--- Start of SELECTED EXTRACT ---

I've liked a lot of other contempo lit-fict too. Peter Lefcourt regularly turns out lowdown, high-quality humorous novels -- he's an amazing performer -- and Michael Tolkin's bizarro The Player and Among the Dead are hard to shake off. And Richard Price has been darned good for a couple of decades. (Aaron Haspel sings the praises of Price here.) And of course there's so much I haven't read.

But I've more or less stopped following new literary fiction these days. Enough was enough, I'm enjoying following my own whims thank you very much, and lordy why did I ever spend so much energy for so many years sorting out what I thought was of worth in the contempo scene? It's not like anyone was paying me to do so. (Or not often, anyway.) Still: not bad pickins. The secret, I discovered, was to give up looking for greatness and to open myself to pleasure instead. Though many people seem to think that now's a lousy time for lit fiction writing, I'd argue that there's a lot of talent hard at work these days -- and that the main problem is with the press and the critics, as well as the publishing business itself, who are doing a lousy job of steering readers to the best writers and books.

But there I go again, assuming my tastes might mean something to someone. Now, back to indulging my own interests. Hey: Older books! Nonfiction books! Genre fiction!

Best,

Michael

posted by Michael at May 14, 2003




Comments

Don Miguel:

Wow!

A good list of writers and books and a calm wave-off to those writers you do not abide. What has happened here?

Anyway, I couldn't in good conscience pass up an opportunity to question the "Though many people seem to think that now's a lousy time for lit fiction writing, I'd argue that there's a lot of talent hard at work these days –" even as I commend your recognition of the efforts of manifold writers to satisfy a hungry readership.

--- End of SELECTED EXTRACT ---

= YOUR TASK =
Using the blog post on literary fiction, answer these:
(a) Who is said to sing the praises of Richard Price?
(b) What secret does the writer say they discovered?
(c) On what date was the post made?
Nothing in the lines is needed for this.

--- Start of GIVEN ENTRIES ---

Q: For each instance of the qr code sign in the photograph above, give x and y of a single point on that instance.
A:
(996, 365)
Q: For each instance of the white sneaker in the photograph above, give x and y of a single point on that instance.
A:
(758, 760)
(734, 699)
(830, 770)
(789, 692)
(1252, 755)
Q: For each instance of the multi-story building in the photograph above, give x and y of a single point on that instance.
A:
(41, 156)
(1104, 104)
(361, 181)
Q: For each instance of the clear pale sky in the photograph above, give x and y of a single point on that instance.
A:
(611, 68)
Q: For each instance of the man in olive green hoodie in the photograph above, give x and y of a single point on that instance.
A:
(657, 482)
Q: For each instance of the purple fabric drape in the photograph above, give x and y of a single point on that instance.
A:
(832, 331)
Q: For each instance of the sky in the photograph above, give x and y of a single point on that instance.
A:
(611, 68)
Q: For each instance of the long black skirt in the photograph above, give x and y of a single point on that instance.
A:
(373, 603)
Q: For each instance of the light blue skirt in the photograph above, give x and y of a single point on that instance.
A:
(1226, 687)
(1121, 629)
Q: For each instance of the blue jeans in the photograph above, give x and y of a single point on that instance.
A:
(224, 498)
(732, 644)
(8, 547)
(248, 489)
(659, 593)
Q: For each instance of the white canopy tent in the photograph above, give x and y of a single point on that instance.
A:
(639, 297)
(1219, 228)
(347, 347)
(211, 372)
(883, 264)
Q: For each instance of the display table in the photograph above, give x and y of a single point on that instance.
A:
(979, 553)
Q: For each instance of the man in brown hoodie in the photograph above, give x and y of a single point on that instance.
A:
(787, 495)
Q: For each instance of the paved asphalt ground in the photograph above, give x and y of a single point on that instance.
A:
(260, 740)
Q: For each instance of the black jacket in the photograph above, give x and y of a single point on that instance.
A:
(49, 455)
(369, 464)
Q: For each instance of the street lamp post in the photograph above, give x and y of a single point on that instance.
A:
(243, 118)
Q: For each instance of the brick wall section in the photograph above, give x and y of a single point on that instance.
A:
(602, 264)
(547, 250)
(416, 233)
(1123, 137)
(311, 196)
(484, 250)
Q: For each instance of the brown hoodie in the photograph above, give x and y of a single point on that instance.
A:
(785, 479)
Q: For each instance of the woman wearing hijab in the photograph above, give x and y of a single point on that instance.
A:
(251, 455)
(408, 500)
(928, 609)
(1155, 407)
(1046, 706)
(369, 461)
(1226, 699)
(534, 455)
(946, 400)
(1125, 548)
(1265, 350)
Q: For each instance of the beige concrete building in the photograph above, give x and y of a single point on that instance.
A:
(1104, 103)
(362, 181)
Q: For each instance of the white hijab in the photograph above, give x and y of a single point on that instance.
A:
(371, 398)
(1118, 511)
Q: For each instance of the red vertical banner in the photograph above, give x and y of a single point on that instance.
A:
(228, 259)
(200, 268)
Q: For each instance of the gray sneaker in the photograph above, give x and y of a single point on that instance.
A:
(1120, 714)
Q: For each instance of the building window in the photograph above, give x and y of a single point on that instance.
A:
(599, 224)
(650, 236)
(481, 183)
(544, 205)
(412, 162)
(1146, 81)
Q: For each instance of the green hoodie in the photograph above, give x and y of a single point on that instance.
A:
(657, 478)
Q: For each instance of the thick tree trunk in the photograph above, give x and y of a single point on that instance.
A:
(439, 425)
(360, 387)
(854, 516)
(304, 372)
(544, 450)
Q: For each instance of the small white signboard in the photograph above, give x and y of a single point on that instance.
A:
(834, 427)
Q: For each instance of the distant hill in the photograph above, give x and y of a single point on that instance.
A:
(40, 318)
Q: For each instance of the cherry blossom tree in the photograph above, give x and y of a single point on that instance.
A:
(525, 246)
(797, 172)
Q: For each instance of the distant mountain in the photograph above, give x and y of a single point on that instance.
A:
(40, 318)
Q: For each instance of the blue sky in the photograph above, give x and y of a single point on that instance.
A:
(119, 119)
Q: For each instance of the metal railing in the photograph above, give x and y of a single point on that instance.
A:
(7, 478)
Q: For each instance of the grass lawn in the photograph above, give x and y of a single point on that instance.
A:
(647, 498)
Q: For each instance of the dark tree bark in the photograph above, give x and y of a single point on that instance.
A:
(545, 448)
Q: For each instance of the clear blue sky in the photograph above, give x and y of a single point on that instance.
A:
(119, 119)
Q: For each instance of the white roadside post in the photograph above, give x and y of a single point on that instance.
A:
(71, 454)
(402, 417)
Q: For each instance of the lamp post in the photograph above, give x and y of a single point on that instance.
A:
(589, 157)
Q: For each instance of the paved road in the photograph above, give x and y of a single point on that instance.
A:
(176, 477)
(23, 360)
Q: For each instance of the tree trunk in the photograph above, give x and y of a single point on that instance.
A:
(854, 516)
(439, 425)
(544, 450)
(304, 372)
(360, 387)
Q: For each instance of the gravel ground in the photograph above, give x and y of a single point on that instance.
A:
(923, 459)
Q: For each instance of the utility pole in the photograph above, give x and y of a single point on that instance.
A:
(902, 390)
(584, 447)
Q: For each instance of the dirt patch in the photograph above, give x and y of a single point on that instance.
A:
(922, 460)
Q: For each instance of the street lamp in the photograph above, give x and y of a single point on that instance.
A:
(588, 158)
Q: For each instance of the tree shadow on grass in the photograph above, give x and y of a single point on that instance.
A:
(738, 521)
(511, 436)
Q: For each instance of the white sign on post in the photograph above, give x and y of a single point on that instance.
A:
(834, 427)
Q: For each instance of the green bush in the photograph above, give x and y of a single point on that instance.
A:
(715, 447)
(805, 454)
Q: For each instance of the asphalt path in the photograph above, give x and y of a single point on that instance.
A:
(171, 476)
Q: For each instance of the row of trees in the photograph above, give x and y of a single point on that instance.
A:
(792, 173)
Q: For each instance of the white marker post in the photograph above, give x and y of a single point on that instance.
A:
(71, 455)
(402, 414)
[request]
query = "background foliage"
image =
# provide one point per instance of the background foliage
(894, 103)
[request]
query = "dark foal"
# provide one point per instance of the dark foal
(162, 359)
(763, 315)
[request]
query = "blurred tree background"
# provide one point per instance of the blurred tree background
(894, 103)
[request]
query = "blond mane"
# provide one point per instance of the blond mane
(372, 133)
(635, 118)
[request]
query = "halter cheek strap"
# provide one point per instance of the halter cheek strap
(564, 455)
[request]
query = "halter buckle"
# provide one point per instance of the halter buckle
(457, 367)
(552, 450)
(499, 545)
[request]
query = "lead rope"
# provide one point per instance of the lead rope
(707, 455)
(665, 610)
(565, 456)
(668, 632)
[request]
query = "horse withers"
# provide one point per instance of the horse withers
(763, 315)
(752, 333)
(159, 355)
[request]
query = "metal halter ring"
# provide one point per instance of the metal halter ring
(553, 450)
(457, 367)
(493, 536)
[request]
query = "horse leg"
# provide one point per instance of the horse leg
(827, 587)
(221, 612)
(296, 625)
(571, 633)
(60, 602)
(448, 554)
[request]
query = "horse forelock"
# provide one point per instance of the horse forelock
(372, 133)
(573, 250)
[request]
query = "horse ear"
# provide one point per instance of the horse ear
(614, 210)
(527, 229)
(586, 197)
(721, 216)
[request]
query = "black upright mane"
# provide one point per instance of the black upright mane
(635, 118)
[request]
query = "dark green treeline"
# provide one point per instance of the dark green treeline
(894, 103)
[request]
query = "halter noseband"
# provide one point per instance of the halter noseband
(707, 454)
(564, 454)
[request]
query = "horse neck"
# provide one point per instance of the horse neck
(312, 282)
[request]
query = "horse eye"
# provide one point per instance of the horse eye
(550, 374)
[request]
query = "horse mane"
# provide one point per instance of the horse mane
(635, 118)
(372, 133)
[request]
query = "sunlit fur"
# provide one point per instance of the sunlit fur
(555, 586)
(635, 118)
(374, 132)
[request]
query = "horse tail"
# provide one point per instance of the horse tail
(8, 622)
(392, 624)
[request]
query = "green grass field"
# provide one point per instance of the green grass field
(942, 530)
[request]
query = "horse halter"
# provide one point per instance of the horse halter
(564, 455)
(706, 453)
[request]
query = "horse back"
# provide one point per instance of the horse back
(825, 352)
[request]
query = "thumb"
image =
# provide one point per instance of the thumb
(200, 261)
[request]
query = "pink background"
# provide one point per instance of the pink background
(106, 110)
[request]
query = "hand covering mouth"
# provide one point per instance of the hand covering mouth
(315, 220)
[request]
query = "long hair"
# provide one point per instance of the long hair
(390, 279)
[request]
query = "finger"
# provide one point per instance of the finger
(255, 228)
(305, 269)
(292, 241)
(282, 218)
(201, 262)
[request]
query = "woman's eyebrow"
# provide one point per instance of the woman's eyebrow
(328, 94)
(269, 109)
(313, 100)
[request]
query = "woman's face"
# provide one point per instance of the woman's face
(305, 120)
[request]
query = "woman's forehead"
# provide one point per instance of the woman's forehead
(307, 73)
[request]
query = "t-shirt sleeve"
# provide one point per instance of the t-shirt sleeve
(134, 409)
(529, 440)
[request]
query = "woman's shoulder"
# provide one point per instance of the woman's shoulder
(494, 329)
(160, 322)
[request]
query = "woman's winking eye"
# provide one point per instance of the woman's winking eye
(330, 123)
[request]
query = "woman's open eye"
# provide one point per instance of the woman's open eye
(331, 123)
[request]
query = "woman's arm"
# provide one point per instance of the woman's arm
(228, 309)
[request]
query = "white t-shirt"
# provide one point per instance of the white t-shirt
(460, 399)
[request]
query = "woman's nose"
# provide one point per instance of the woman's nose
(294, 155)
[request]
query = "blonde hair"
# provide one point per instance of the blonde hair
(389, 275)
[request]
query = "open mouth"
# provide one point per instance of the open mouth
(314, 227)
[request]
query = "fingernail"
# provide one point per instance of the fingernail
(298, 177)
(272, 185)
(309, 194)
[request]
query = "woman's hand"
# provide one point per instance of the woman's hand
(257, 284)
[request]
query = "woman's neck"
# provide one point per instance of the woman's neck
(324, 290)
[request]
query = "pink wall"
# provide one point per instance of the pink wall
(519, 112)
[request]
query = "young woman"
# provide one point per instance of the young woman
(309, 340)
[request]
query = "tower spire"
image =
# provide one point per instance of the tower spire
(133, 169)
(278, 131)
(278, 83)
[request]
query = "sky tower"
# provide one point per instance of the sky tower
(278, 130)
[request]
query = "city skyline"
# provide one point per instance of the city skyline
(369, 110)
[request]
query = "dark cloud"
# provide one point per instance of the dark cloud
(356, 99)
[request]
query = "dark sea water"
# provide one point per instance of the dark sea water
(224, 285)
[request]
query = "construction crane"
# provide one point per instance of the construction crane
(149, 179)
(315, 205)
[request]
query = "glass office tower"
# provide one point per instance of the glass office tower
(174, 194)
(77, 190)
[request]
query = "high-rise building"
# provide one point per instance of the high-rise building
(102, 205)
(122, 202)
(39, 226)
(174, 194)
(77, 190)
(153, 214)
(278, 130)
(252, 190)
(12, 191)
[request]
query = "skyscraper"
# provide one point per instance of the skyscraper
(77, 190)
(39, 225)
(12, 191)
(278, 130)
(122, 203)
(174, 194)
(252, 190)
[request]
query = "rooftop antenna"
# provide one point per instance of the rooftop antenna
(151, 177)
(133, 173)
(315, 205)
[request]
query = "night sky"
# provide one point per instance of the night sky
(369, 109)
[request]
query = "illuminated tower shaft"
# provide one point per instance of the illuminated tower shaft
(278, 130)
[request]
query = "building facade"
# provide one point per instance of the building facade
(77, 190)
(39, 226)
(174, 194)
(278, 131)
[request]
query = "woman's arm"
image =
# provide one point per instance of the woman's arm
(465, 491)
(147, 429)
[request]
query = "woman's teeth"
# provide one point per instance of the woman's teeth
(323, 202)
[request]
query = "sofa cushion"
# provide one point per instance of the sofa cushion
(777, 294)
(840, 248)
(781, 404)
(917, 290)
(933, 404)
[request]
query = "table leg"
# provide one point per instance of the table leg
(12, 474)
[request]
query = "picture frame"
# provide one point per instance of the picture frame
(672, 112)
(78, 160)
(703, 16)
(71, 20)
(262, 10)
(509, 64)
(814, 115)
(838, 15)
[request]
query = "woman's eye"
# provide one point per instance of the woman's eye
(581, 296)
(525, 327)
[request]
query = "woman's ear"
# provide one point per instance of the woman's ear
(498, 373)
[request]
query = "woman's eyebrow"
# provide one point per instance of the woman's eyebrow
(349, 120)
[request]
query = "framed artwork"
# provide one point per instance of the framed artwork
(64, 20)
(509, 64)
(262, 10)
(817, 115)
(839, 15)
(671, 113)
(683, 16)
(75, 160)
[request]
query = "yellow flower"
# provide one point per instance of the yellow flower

--- End of GIVEN ENTRIES ---

= PROBLEM SOLUTION =
(a) Aaron Haspel
(b) To give up looking for greatness and open oneself to pleasure instead
(c) May 14, 2003